Referring expression data
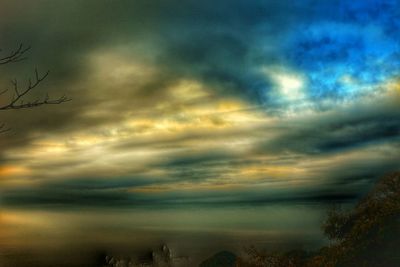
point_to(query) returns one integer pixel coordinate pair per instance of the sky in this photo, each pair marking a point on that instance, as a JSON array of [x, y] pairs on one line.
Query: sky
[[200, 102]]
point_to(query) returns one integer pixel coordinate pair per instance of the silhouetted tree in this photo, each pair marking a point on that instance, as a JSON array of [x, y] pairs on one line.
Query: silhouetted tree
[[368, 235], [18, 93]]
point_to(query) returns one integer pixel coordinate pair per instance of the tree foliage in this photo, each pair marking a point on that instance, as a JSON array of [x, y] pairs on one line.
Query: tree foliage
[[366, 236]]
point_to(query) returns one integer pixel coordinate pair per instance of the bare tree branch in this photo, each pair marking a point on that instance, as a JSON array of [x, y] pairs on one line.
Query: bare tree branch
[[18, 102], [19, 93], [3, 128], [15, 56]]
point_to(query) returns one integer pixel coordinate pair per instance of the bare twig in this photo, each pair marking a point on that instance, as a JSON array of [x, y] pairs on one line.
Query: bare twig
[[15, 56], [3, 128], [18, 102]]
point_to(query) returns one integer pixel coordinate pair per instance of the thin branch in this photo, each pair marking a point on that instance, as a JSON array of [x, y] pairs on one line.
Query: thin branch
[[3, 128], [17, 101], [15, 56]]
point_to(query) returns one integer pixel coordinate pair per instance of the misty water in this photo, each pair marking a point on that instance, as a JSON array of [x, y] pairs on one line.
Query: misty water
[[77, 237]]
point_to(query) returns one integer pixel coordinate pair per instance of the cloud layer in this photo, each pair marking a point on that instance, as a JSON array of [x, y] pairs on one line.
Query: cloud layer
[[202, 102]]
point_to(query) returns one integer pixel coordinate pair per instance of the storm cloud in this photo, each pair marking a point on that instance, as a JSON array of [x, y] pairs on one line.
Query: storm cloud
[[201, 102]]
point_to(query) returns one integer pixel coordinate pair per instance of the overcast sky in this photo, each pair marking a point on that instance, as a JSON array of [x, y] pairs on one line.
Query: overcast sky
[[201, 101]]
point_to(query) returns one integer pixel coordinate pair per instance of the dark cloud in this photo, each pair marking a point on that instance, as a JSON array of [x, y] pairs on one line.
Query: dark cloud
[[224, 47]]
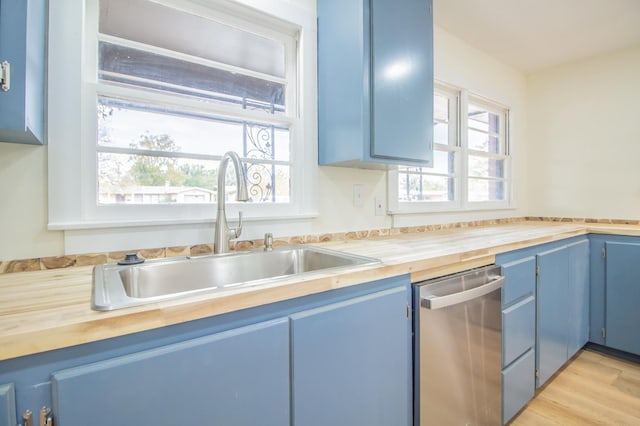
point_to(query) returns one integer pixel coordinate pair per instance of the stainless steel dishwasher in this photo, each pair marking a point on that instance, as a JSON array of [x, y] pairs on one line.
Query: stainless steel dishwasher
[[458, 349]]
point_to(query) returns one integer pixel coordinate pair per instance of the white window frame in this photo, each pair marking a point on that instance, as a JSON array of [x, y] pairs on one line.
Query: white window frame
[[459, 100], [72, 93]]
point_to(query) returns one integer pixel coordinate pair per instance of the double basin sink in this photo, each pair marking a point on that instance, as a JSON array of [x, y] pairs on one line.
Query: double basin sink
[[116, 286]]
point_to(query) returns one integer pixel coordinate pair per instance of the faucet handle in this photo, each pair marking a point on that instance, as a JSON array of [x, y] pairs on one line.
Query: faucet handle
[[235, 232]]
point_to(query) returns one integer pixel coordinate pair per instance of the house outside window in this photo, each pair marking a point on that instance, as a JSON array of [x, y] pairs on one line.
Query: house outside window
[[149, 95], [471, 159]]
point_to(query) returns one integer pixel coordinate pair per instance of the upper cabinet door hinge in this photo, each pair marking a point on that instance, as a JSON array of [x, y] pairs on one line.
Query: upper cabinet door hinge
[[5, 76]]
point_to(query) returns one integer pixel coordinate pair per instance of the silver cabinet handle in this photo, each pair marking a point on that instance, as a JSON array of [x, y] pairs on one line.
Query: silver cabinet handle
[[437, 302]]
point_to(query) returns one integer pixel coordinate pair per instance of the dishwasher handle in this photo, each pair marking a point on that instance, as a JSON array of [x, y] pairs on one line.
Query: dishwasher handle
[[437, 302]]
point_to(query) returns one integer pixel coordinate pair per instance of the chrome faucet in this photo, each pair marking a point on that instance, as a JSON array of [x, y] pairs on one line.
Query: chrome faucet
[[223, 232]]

THE PROBLEM – Word for word, repeat all of the entries above, leaving out the pictures.

EXERCISE SOLUTION –
point_to(query) returns one integer pixel coordinate pair per instance of the sky in this photo, each pair marking a point on that instance, as a JSON array of [x, y] pairs on one line.
Query: sky
[[200, 102]]
point_to(query) returns one integer pixel coordinate pair per instance of the silhouetted tree in this photo, each pair marking a point on that instance, as a JSON array of [x, y] pairs on one line.
Query: silhouetted tree
[[368, 235], [18, 93]]
point_to(query) returns one integer pixel coordinate pair per instance of the tree foliage in this photo, each pair marking a point on that instance, as a JSON array of [x, y] pairs on one line.
Query: tree foliage
[[366, 236]]
point_to(query) returns one integer pixel coordinate pair per instance of the bare tree branch in this photo, each pair marking a point on that instance, as a JSON array of [x, y] pairs on one line.
Query: bare tree branch
[[18, 102], [19, 93], [3, 128], [15, 56]]
point_to(query) returns one integer pixel coordinate pair per instance of the bare twig in this photo, each pair marking a point on that instance, as a JSON array of [x, y] pairs on one line.
Query: bare twig
[[15, 56], [3, 128], [18, 102]]
point_to(query) returns one integer pixel coordinate pair per instance of the thin branch in this photo, each pair marking a point on that instance, as a JSON array of [x, y] pairs on one line.
Query: thin branch
[[3, 128], [17, 101], [15, 56]]
point_to(query) returns one integer pixel coordinate pair per instance of the misty water in this photo, each pair marking a point on that instance, as a JSON array of [x, y] pairs on one line.
Query: misty water
[[77, 237]]
point_to(query) returns one integer pixel coordinate pair per instance of the cloud layer in this photo, each pair marking a point on that instance, as a JSON array of [x, y] pairs on one line.
Query: cloud layer
[[202, 102]]
point_to(query) returns one integer pixel coordinate pair per instance of the storm cloud in this photo, each pair marking a point on that instance, as a JSON array of [x, y] pairs on one line.
Query: storm cloud
[[201, 102]]
point_to(query) returns one integer pixel coordinate pair per instance of the overcast sky in this photo, each pair marking a point on that instance, as a JSON array of [x, y] pairs on one line.
Query: overcast sky
[[201, 101]]
point_to(query) returns one integer pixel coordinate pair per instance of the dark cloud in this photo, each pair marking a point on that instance, as a JSON array of [x, y] pairs on one line.
Query: dark cloud
[[224, 47]]
point_to(query) returns one integer pixel coordinate pair per instance of the stainless steel dishwasher in this photo, each pair marking a point on that instance, as a JSON array of [x, y] pairs on one line.
Query: stainless steel dishwasher
[[458, 349]]
point_to(query) returns one integer pixel coordinate pair per instance of the white window frame in this photo, each pair marking a point on that instance, as a JSON array of [x, y] pairs on one line.
Query: white window frame
[[459, 100], [72, 93]]
point_to(query) returns one integer pixel coordinate pair per instance of the double basin sink in this photo, each pair marking a point on that instance, as a JSON array of [x, y] pairs on one line.
Query: double basin sink
[[116, 286]]
point_to(query) returns one integer pixel coordinate pair per instance of the faucet handle in this photo, each pair marking a point on that instance, as a JSON array of [x, y] pairs on one line.
Query: faucet handle
[[235, 232]]
point_to(query) returns one integer pixel coordinate pair per instance of the house outside window in this photo, each pair marking a point on that instance, as a JSON array of [x, y] pairs on one line.
Query: house outside window
[[149, 95], [471, 159]]
point_to(query) returns one integer pixel coordinate pair per instance of the upper cabinet door hinge in this photo, each pair marking a point on that instance, as a JSON array of [x, y] pairs on one line.
Query: upper cabinet door hinge
[[5, 76]]
point_to(query) returns one integer pixel coordinate pair per instance of the silver cabinet handle in this photo, each pair marking a point on that instance, as a JSON array of [x, y] pairs on one line.
Query: silver cabinet handle
[[437, 302]]
point_to(query) returns one integer pixel coordinate pair per instance of the dishwasher handle in this photo, each pair marking a point on that instance, as a JSON array of [x, y] pairs on one line.
Query: dishwasher handle
[[437, 302]]
point_to(query) returns one integer pixel coordinate pair per instance of the chrome faucet in this photo, each pair marking a point on that instance, as a JSON array of [x, y] pairs on one line.
Query: chrome faucet
[[223, 232]]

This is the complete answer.